Convert the entries below into a JSON list of strings, one string per line, leaving out any blank lines.

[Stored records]
(begin)

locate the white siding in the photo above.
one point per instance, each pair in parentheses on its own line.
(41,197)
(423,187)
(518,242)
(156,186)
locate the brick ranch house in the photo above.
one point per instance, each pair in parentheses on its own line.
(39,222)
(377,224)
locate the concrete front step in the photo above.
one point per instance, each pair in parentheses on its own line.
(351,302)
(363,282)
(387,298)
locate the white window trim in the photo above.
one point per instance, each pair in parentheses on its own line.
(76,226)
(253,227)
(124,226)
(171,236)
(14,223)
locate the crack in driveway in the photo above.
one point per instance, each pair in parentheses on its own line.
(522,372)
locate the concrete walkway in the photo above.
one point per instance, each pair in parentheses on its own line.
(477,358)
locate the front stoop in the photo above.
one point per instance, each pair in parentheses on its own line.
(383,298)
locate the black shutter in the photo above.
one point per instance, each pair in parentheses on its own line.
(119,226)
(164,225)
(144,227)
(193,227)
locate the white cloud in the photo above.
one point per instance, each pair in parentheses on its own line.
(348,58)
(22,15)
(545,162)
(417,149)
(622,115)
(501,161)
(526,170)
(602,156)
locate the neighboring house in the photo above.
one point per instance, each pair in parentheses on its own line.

(end)

> _FINISHED TASK_:
[
  "locate the white siding in the photo above.",
  "one point per instance, each pair in parentheses on its own line.",
  "(41,197)",
  "(423,187)",
  "(518,242)",
  "(156,186)",
  "locate the brick ranch house in the photo above.",
  "one point per instance, each pair in parentheses on its own line.",
  "(39,222)",
  "(377,224)",
  "locate the concrete front step in the photo above.",
  "one point per instance, each pair in parentheses on its own line.",
  "(351,302)",
  "(363,282)",
  "(387,298)",
  "locate the white window trim in the photo above.",
  "one point per instance, each pair in parentheses on its own line.",
  "(76,226)",
  "(253,227)",
  "(124,226)",
  "(171,236)",
  "(14,223)",
  "locate the crack in driveway in the photo above.",
  "one point per instance, each pair in parentheses on its own line.",
  "(522,372)",
  "locate the concrete walkway in the photo above.",
  "one point per instance, each pair in parentheses on its own line.",
  "(477,358)",
  "locate the front stoop in the photo above.",
  "one point per instance, each pair in parentheses on its own line.",
  "(383,298)",
  "locate the black shutter in the photo above.",
  "one point per instance, each pair in parentheses on its own line.",
  "(119,226)",
  "(164,225)",
  "(144,227)",
  "(193,227)",
  "locate the white cloud in the photo above.",
  "one point per instance, each pair in parentheses on its own line.",
  "(348,58)",
  "(22,15)",
  "(545,162)",
  "(417,149)",
  "(622,115)",
  "(501,161)",
  "(526,170)",
  "(602,156)",
  "locate the neighboring house in the photo above.",
  "one point per instance, each pair in parentheses on its own line."
]